-- START Provided information --
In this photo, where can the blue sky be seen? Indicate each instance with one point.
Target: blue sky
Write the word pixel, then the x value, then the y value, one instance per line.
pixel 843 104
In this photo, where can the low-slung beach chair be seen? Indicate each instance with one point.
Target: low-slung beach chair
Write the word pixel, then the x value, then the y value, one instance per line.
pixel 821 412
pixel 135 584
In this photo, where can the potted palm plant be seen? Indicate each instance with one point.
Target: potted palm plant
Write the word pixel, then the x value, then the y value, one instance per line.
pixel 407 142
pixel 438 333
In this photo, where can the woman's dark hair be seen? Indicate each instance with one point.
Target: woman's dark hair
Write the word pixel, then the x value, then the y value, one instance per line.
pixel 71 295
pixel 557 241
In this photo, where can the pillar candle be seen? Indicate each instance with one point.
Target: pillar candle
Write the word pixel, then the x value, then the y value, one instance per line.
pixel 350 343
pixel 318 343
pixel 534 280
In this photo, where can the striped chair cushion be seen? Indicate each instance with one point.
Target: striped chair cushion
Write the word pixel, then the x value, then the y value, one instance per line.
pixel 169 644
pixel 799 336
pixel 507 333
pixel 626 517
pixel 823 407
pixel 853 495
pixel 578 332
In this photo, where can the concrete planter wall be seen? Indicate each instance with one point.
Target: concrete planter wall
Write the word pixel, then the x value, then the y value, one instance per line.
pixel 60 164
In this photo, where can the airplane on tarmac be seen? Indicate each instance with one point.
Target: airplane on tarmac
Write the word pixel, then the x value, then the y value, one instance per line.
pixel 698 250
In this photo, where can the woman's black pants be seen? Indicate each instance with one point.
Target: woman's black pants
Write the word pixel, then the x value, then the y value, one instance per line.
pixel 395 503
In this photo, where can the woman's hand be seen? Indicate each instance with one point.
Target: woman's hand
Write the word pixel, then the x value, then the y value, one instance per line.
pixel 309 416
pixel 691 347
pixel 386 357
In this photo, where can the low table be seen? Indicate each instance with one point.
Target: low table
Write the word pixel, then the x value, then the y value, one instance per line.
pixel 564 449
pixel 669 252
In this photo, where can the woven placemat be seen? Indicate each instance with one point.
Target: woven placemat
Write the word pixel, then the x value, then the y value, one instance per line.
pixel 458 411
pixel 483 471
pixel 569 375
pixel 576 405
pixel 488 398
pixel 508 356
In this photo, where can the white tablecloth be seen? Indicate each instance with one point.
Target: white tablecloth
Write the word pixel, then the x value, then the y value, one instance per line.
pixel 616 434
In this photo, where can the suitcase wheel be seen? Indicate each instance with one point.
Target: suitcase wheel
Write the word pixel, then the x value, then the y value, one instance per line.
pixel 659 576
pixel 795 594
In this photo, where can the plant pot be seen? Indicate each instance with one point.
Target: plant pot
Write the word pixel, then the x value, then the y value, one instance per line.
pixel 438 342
-- END Provided information --
▶ Given task:
Rewrite the listing above, replacing every "Target" with "Item" and leaving everything else as it is.

▶ Exercise result:
In this photo, where can the blue sky be seen? Indicate each instance with one point.
Item: blue sky
Write the word pixel, then the x value, then the y value, one instance per line.
pixel 843 104
In this photo, where can the low-slung beach chair be seen? Indicate each instance with one point.
Item: low-slung beach chair
Write the word pixel, then the x value, then the y value, one instance per line.
pixel 821 412
pixel 135 584
In this photo, where can the potted palm plant be seen? Indicate each instance with one point.
Item: potted palm plant
Write the word pixel, then the x value, then the y value, one instance per line.
pixel 407 142
pixel 438 333
In this photo, where can the woman's dark hair be seen? Indicate each instance with one point.
Item: woman's dark hair
Write the word pixel, then the x value, then the y value, one instance per line.
pixel 71 295
pixel 557 241
In this photo, where can the pillar candle be seen? Indicate each instance with one point.
Item: pillar candle
Write the word pixel, then the x value, then the y value, one instance per line.
pixel 350 343
pixel 318 343
pixel 534 280
In this photo, where can the striped chair cushion be seen? Indicate each instance with one point.
Item: striped chair cushion
Write the word pixel, then the x value, then the y value, one instance per line.
pixel 169 644
pixel 799 336
pixel 507 333
pixel 626 517
pixel 823 407
pixel 853 495
pixel 578 332
In this photo, where can the concrete planter wall be seen? Indicate each instance with one point.
Item: concrete planter wall
Write the word pixel, then the x value, then the y value, one instance per line.
pixel 60 164
In this photo, where can the airplane on tarmac be seen? Indicate each instance with one point.
Item: airplane on tarmac
Write the word pixel, then the x value, then the y value, one instance per line.
pixel 698 250
In this photo, where can the woman's black pants be seen? Indicate each instance with one point.
Item: woman's black pants
Write the word pixel, then the x value, then the y value, one instance per line.
pixel 395 503
In this photo, where can the woman's hand be seen? Indicate each instance with one point.
Item: woman's hand
Write the word pixel, then the x value, then the y value, one instance per line.
pixel 309 416
pixel 691 347
pixel 386 357
In this photo, where can the low table be seen? Indicate each instance with one point.
Item: low table
Write the word pixel, then the x value, then the y value, one instance per line.
pixel 564 449
pixel 669 252
In this photo, where can the woven placemat be seen? Indicate each instance with one point.
Item: woven placemat
Write the word pixel, then the x value, then the y value, one instance per line.
pixel 458 411
pixel 483 471
pixel 569 375
pixel 576 405
pixel 488 398
pixel 508 356
In this photo, where can the white tablecloth be seen? Indicate each instance with one point.
Item: white tablecloth
Write the word pixel, then the x value, then the y value, one instance per line.
pixel 616 434
In this photo, where can the suitcase wheel be seen? Indicate each instance with one point.
Item: suitcase wheel
Write the word pixel, then the x value, then the y value, one instance per line.
pixel 659 576
pixel 795 594
In this photo, where can the plant pot be seen? Indicate each instance with one point.
Item: plant pot
Write the word pixel, then the x value, then the y value, one instance per line.
pixel 438 342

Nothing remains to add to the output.